### What to work on
In the data below, one line contains "Query: gabled roof" and a later one contains "mark the paved road -- a dot per instance". Print both, with every line between them, exactly and alone.

+++ Source data +++

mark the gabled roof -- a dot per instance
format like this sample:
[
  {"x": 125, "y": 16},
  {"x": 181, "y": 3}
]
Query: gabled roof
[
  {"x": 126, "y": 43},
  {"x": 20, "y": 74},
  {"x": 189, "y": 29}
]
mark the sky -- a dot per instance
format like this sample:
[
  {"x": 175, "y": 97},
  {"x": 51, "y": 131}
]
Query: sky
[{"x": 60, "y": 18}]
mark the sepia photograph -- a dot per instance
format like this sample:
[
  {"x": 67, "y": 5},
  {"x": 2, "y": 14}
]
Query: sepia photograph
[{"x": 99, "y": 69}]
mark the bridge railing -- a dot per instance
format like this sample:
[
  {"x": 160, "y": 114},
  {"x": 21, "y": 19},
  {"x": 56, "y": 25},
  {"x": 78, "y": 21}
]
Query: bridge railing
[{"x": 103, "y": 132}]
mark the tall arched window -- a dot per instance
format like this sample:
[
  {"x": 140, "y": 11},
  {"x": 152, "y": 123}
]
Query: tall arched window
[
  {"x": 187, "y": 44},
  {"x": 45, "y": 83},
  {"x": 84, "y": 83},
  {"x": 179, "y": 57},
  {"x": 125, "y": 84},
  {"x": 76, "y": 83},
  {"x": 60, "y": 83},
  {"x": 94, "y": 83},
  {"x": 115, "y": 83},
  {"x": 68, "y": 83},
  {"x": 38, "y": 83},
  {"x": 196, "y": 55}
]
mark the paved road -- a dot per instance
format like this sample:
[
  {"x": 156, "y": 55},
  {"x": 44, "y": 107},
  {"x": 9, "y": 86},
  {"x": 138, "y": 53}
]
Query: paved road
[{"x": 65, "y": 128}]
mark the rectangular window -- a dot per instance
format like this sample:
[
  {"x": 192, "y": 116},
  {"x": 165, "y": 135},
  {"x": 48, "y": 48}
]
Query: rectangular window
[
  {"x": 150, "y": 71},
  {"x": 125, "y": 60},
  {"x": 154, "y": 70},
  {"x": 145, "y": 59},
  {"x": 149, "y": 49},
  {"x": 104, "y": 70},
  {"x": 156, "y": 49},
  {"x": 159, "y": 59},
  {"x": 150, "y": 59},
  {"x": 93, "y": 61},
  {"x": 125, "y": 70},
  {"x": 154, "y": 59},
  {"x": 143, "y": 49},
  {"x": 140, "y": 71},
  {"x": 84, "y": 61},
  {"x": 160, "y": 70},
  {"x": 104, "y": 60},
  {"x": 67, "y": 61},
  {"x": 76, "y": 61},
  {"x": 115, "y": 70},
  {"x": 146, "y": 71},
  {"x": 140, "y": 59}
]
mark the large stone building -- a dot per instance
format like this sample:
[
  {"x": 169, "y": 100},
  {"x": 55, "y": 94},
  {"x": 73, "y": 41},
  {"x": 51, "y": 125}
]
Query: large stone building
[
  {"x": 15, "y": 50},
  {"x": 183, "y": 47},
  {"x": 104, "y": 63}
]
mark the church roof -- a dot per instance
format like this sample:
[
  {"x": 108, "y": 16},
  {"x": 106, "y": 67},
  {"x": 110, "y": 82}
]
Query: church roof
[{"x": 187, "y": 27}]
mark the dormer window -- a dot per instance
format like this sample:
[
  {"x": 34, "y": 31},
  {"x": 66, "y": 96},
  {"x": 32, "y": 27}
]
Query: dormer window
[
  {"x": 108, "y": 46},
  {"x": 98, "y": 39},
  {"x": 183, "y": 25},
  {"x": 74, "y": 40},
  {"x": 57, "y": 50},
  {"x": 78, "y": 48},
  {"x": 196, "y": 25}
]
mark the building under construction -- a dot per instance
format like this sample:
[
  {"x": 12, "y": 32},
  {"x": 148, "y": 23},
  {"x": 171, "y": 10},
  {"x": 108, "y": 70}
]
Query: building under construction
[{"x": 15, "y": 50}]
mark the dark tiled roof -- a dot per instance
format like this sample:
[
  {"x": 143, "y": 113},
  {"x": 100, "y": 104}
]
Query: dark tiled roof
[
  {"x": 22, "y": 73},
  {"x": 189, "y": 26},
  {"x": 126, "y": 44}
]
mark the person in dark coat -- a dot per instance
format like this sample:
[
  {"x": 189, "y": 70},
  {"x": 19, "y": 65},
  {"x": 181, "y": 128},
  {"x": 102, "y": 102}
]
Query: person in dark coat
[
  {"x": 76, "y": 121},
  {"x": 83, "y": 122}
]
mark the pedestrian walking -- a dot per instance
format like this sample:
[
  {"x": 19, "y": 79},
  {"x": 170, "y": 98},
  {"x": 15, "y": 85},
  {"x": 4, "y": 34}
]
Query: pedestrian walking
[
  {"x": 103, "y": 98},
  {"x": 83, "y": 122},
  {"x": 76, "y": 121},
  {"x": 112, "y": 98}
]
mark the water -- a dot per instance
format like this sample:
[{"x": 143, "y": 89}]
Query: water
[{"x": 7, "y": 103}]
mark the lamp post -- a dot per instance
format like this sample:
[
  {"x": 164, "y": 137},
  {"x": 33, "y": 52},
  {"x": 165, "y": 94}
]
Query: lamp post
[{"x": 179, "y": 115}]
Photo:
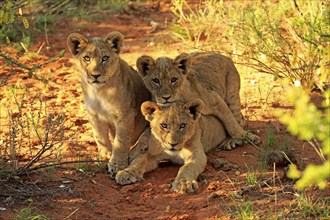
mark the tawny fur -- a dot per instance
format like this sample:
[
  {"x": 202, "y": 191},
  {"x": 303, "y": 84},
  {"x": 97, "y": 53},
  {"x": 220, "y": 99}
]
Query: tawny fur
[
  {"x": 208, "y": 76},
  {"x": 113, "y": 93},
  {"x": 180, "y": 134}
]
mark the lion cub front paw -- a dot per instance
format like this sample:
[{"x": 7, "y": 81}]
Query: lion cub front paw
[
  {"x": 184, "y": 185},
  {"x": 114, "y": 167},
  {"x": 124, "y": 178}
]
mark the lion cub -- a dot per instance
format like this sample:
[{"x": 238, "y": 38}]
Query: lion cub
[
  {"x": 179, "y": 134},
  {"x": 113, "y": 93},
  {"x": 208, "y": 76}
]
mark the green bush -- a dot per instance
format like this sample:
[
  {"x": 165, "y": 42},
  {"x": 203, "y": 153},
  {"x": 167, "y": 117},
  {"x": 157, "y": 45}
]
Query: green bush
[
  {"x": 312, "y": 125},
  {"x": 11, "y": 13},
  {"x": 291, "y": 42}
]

+++
+++ Source data +++

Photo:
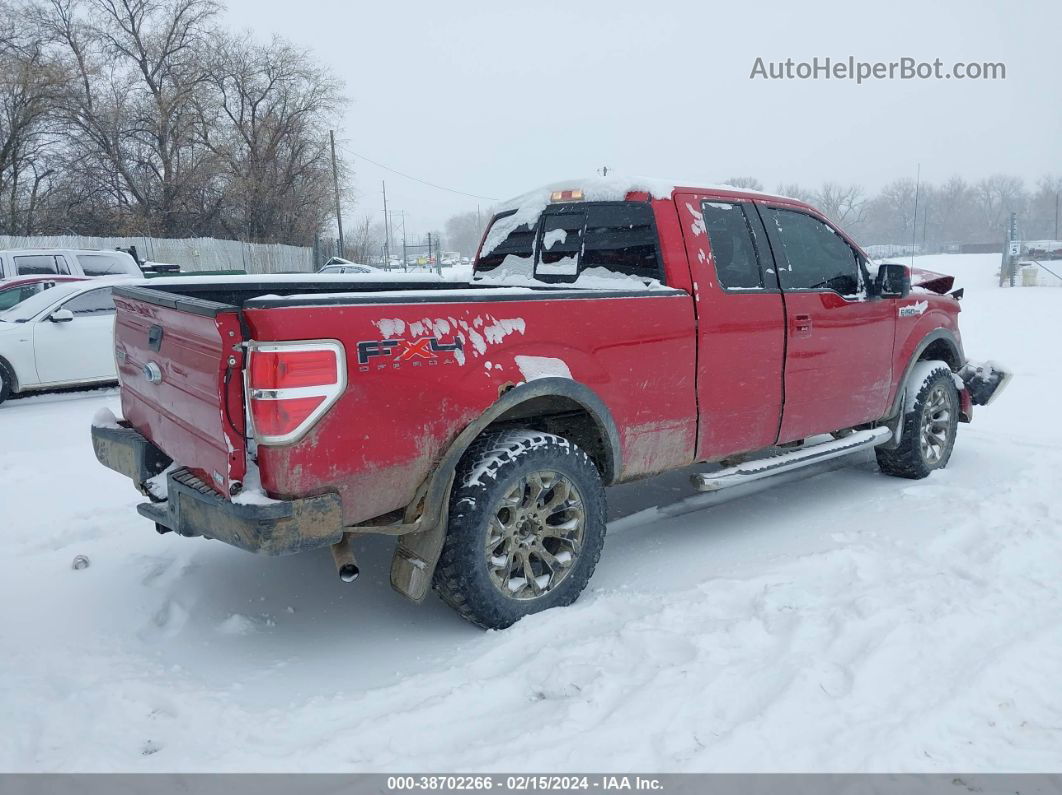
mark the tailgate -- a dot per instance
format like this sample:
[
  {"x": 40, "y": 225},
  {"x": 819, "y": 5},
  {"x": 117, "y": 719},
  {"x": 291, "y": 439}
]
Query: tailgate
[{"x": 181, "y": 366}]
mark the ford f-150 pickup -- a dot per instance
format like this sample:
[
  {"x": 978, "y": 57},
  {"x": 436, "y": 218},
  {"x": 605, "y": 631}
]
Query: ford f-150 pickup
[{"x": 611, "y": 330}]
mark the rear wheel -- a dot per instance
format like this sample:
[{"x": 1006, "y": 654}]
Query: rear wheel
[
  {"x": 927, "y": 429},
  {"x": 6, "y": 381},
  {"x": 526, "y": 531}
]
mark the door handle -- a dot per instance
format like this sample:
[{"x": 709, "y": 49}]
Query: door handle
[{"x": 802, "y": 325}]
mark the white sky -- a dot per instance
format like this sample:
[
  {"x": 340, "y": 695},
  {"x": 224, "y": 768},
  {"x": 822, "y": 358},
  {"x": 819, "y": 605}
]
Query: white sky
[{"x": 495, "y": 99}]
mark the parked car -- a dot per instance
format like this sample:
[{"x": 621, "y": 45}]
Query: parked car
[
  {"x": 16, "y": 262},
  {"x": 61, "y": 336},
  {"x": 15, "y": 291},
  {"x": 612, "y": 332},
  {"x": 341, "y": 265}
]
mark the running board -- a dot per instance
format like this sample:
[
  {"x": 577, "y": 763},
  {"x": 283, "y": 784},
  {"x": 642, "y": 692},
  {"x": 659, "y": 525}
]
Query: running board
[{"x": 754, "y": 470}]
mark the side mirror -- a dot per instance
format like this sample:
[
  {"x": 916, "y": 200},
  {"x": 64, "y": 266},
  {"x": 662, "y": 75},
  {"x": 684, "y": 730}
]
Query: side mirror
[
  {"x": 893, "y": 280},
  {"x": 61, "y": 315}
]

+++
+++ Source data +++

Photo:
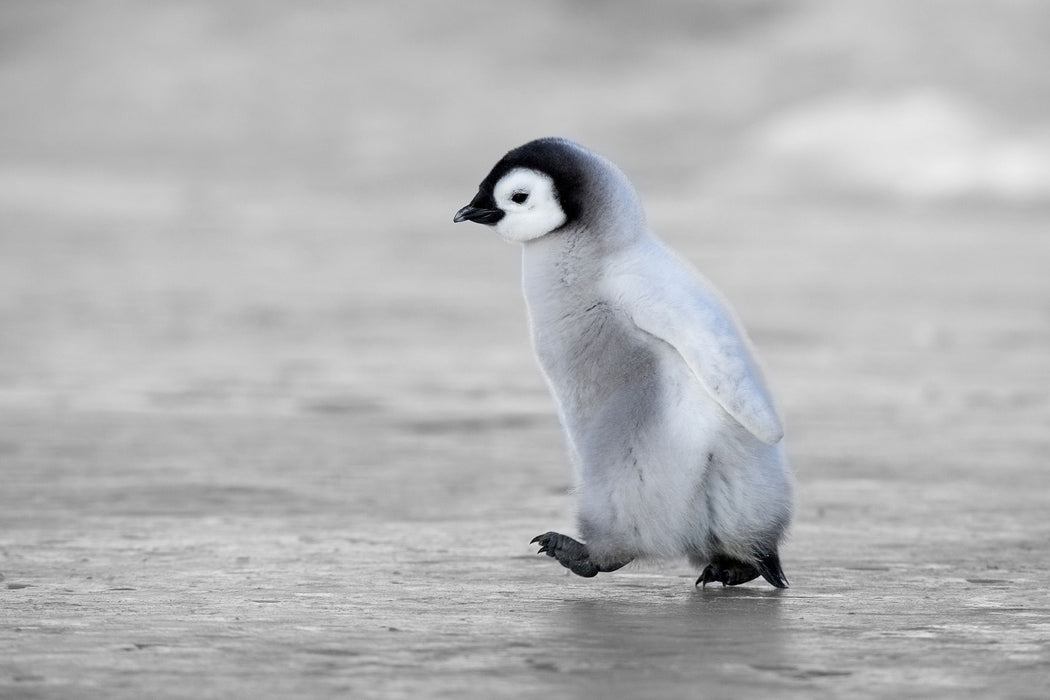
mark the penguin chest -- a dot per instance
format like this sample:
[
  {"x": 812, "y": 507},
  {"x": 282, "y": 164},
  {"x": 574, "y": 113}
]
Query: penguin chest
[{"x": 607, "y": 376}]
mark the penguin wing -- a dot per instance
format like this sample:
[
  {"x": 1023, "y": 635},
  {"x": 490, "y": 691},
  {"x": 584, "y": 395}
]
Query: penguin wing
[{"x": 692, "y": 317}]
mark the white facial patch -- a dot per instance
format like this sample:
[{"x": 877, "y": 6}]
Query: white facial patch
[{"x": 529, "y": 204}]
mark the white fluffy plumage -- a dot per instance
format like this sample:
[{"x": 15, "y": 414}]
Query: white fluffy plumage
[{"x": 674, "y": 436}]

+++

### Response to this task
Query: gabled roof
[
  {"x": 126, "y": 43},
  {"x": 20, "y": 74},
  {"x": 189, "y": 29}
]
mark the sky -- a dot per instance
format like this sample:
[
  {"x": 175, "y": 97},
  {"x": 51, "y": 131}
]
Query: sky
[{"x": 60, "y": 18}]
mark the sepia photograph -- a dot per instance
format like this sample:
[
  {"x": 67, "y": 5},
  {"x": 2, "y": 14}
]
Query: sepia photograph
[{"x": 99, "y": 69}]
mark the bridge railing -- a dot per instance
format like this sample:
[
  {"x": 160, "y": 114},
  {"x": 21, "y": 19},
  {"x": 56, "y": 25},
  {"x": 78, "y": 21}
]
Query: bridge railing
[{"x": 103, "y": 132}]
mark the tall arched window -- a dot per instance
format like this sample:
[
  {"x": 140, "y": 11},
  {"x": 152, "y": 123}
]
Query: tall arched window
[
  {"x": 187, "y": 44},
  {"x": 45, "y": 83},
  {"x": 84, "y": 83},
  {"x": 179, "y": 57},
  {"x": 125, "y": 84},
  {"x": 76, "y": 83},
  {"x": 60, "y": 83},
  {"x": 94, "y": 83},
  {"x": 115, "y": 83},
  {"x": 68, "y": 83},
  {"x": 38, "y": 83},
  {"x": 196, "y": 55}
]
mark the paved road -- a dot per instance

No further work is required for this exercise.